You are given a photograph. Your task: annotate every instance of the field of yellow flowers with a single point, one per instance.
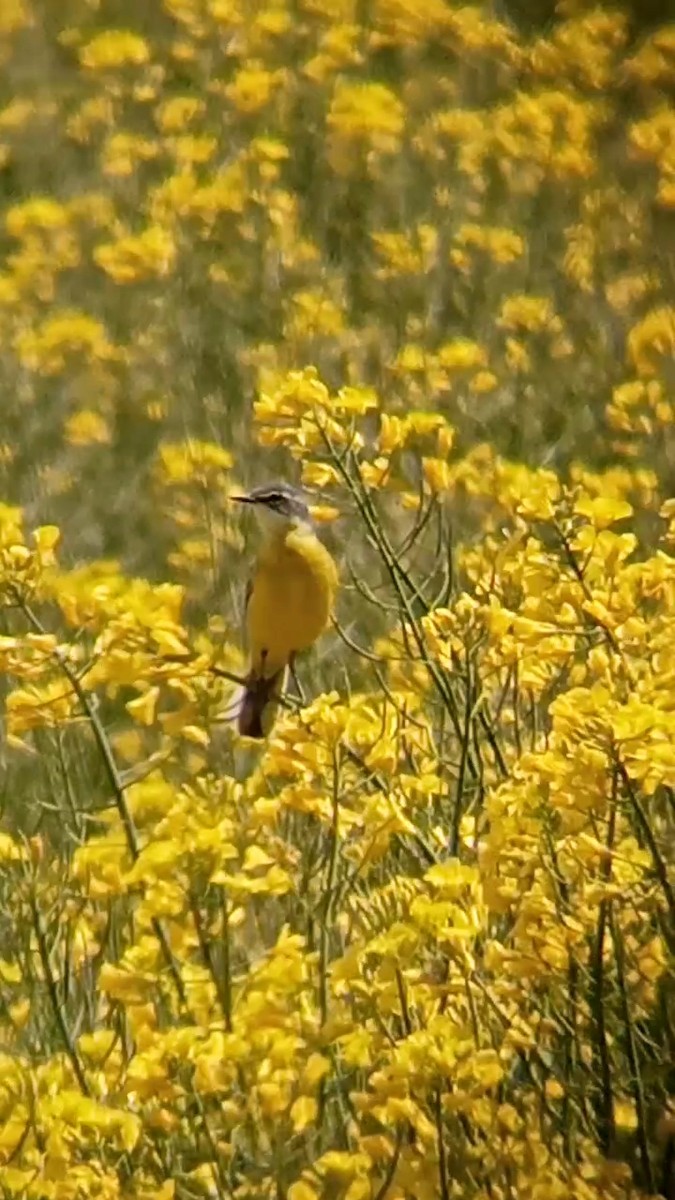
(419, 258)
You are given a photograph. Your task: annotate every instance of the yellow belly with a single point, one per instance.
(291, 599)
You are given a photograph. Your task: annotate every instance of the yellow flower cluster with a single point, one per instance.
(419, 943)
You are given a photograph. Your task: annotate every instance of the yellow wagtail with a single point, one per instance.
(288, 603)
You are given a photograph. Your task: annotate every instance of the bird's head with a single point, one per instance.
(276, 505)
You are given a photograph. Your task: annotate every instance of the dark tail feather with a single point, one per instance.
(260, 693)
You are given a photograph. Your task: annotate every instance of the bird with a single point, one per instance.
(288, 600)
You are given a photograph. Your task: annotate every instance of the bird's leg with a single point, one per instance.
(297, 683)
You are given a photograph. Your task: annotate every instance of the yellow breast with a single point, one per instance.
(291, 599)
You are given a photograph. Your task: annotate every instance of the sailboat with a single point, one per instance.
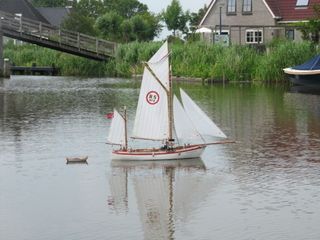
(159, 114)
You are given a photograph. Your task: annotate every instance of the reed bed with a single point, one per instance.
(194, 60)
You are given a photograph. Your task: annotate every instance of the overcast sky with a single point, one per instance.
(157, 6)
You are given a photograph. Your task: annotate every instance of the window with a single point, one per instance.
(290, 34)
(254, 36)
(231, 9)
(247, 6)
(302, 3)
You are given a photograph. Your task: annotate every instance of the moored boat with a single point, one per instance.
(307, 74)
(77, 159)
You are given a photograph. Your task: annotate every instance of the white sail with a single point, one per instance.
(117, 129)
(151, 120)
(204, 125)
(185, 130)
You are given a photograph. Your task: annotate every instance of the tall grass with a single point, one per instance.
(194, 59)
(281, 54)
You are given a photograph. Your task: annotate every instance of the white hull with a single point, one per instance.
(194, 151)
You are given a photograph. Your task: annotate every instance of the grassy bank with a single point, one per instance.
(198, 60)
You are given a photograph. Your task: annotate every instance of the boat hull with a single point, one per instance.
(304, 77)
(306, 80)
(156, 154)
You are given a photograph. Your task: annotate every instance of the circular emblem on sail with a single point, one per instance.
(152, 97)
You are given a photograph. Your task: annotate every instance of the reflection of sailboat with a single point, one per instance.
(159, 114)
(166, 192)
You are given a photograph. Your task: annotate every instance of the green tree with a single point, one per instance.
(126, 8)
(196, 17)
(90, 8)
(49, 3)
(175, 18)
(78, 22)
(310, 30)
(109, 25)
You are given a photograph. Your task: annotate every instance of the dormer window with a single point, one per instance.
(247, 6)
(302, 3)
(231, 8)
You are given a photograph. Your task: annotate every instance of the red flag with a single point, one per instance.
(109, 115)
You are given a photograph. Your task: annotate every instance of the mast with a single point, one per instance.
(170, 108)
(125, 128)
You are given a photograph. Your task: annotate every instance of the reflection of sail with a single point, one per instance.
(152, 195)
(119, 190)
(165, 191)
(190, 190)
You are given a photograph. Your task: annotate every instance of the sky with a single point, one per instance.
(156, 6)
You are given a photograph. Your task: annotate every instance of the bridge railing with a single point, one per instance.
(46, 32)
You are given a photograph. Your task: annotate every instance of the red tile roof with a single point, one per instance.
(287, 10)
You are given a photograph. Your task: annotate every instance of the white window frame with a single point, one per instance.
(245, 10)
(233, 6)
(302, 3)
(254, 38)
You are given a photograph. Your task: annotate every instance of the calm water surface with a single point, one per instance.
(266, 186)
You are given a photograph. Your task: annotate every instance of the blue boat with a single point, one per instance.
(307, 74)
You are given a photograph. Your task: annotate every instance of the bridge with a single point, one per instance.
(48, 36)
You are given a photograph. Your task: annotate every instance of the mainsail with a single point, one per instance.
(151, 120)
(184, 128)
(204, 125)
(117, 130)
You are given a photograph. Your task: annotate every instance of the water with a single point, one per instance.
(266, 186)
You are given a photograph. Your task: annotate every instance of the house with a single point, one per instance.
(23, 8)
(255, 21)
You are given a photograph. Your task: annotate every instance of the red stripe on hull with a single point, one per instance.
(154, 153)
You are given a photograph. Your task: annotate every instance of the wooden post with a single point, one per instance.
(1, 51)
(78, 41)
(40, 30)
(6, 68)
(59, 36)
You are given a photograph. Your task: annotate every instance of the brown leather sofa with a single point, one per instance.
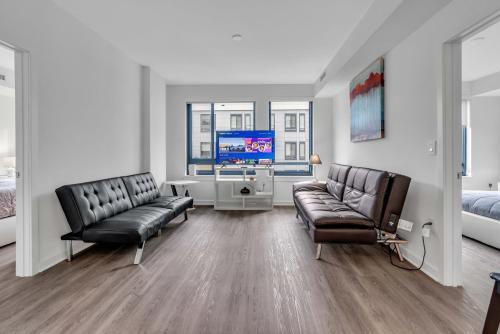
(355, 205)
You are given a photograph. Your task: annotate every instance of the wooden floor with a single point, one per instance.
(234, 272)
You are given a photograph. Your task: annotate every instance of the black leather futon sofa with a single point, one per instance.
(355, 205)
(127, 209)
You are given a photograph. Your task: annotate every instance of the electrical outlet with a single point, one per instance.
(405, 225)
(426, 231)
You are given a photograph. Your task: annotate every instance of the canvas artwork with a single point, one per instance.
(367, 103)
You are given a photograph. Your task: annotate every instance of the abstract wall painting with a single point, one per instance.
(367, 103)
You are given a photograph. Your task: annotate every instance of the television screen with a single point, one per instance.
(245, 147)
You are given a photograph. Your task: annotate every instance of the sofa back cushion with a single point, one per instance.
(141, 188)
(365, 192)
(394, 202)
(88, 203)
(337, 177)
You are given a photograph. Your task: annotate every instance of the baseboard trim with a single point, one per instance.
(61, 256)
(211, 202)
(284, 203)
(427, 269)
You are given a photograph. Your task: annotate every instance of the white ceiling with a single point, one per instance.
(189, 42)
(481, 57)
(6, 58)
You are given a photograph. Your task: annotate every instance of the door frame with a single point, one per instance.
(26, 240)
(452, 176)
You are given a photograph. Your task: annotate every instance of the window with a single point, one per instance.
(292, 147)
(205, 123)
(248, 122)
(302, 150)
(236, 122)
(205, 149)
(290, 151)
(203, 120)
(302, 122)
(290, 122)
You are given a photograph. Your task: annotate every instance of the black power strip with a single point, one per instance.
(392, 249)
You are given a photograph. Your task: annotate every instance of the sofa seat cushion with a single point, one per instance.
(323, 210)
(135, 225)
(176, 203)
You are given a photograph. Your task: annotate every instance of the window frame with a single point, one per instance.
(289, 157)
(202, 129)
(294, 129)
(236, 116)
(189, 137)
(302, 157)
(302, 125)
(248, 122)
(209, 151)
(311, 139)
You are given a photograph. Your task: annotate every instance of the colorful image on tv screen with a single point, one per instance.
(245, 147)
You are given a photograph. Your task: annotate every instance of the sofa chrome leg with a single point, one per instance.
(318, 251)
(69, 250)
(138, 254)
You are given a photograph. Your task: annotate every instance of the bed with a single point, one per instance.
(481, 216)
(7, 210)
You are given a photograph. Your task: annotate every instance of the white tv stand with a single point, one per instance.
(259, 180)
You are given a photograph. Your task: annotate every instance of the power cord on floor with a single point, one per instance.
(392, 248)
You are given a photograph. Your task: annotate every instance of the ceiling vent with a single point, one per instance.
(322, 76)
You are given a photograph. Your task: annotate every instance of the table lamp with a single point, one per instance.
(315, 160)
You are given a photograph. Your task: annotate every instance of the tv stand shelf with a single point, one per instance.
(229, 180)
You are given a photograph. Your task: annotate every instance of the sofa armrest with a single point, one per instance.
(309, 186)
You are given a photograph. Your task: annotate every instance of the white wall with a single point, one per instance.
(413, 117)
(7, 129)
(178, 96)
(86, 105)
(154, 125)
(485, 141)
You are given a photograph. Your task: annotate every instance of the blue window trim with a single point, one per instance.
(196, 161)
(290, 172)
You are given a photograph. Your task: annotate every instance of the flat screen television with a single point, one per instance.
(244, 147)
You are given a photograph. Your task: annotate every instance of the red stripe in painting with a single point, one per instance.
(374, 80)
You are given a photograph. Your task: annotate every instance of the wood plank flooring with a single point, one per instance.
(237, 272)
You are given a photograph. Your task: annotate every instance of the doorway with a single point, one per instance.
(15, 162)
(465, 78)
(8, 219)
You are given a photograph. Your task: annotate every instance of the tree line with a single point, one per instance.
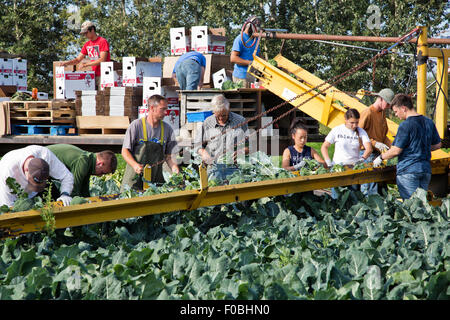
(45, 31)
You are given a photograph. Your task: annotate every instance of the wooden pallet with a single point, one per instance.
(47, 130)
(53, 116)
(43, 104)
(102, 125)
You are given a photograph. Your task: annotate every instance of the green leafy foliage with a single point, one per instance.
(298, 246)
(230, 85)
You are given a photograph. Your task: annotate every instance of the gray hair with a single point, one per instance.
(220, 103)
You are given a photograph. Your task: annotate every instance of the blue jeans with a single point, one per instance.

Objective: Please write out the material from the line containing "doorway with a single point, one per instance." to its final line, both inclusive, exactly as it appears; pictures are not part of the copy.

Final answer:
You are given a photograph. Your task: annotate every instance of the doorway with a single point, one per instance.
(15, 162)
(465, 78)
(8, 219)
You are given a photograph. Your task: annotate every instance of the tree line with a single point, one per instance.
(45, 31)
You are given a photograph. Your task: annotate every instance of the wooden pallet with a single point, one per instance.
(47, 130)
(53, 116)
(43, 104)
(102, 125)
You are given a photograph. Your task: annotate every instance of the green leafy foliage with a single point, one per instance.
(298, 246)
(230, 85)
You are given a photograph. Your task: annotate every instance of the gray hair with a single point, one per instance.
(220, 103)
You are given a photograph. Your task: annotate every instance of the blue jeans with a single point, one per instance.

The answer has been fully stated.